# Goal
Format every line below as a JSON array of strings, one string per line, with blank lines left out.

# Task data
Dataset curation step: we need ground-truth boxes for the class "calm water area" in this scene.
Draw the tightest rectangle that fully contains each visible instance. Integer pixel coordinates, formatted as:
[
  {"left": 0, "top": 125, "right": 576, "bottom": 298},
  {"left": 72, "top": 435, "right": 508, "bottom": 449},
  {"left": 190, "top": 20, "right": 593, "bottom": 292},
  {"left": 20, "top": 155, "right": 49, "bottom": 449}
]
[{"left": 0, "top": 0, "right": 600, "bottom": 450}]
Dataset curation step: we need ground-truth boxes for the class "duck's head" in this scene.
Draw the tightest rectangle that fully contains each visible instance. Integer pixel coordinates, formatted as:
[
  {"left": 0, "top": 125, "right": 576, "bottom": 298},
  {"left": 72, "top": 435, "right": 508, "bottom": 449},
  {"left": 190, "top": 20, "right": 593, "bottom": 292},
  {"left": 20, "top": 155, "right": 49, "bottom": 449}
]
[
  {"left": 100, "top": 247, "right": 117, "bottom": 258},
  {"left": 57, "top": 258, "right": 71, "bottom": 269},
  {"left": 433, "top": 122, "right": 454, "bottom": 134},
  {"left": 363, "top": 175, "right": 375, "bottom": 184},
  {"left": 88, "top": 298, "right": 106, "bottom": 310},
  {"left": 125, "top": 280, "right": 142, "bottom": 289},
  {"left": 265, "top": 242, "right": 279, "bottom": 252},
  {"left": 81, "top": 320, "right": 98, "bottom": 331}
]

# Exercise solution
[
  "Dataset curation step: we need ground-truth boxes for the class \"calm water area\" in this scene.",
  "Draw the tightest rectangle that fully contains each visible instance. Integer pixel coordinates, formatted as:",
  "[",
  "  {\"left\": 0, \"top\": 125, \"right\": 576, \"bottom\": 298},",
  "  {\"left\": 72, \"top\": 435, \"right\": 508, \"bottom\": 449},",
  "  {\"left\": 190, \"top\": 20, \"right\": 593, \"bottom\": 292},",
  "  {\"left\": 20, \"top\": 155, \"right\": 49, \"bottom\": 449}",
  "]",
  "[{\"left\": 0, \"top\": 0, \"right\": 600, \"bottom\": 450}]",
  "Dataset curation step: we need ground-truth boxes for the class \"duck's head\" in this scene.",
  "Draw the tightest rectangle that fully contains each visible instance. Integer pixel coordinates, formatted as:",
  "[",
  "  {\"left\": 0, \"top\": 125, \"right\": 576, \"bottom\": 298},",
  "  {\"left\": 72, \"top\": 435, \"right\": 508, \"bottom\": 449},",
  "  {\"left\": 190, \"top\": 20, \"right\": 593, \"bottom\": 292},",
  "  {\"left\": 20, \"top\": 155, \"right\": 49, \"bottom\": 449}",
  "]",
  "[",
  "  {\"left\": 100, \"top\": 247, \"right\": 117, \"bottom\": 258},",
  "  {\"left\": 57, \"top\": 258, \"right\": 71, \"bottom\": 269},",
  "  {\"left\": 433, \"top\": 122, \"right\": 454, \"bottom\": 134},",
  "  {\"left\": 363, \"top\": 175, \"right\": 375, \"bottom\": 184},",
  "  {\"left\": 88, \"top\": 298, \"right\": 106, \"bottom\": 310},",
  "  {\"left\": 125, \"top\": 280, \"right\": 142, \"bottom\": 289},",
  "  {\"left\": 265, \"top\": 242, \"right\": 279, \"bottom\": 252},",
  "  {\"left\": 81, \"top\": 320, \"right\": 98, \"bottom\": 331}",
  "]"
]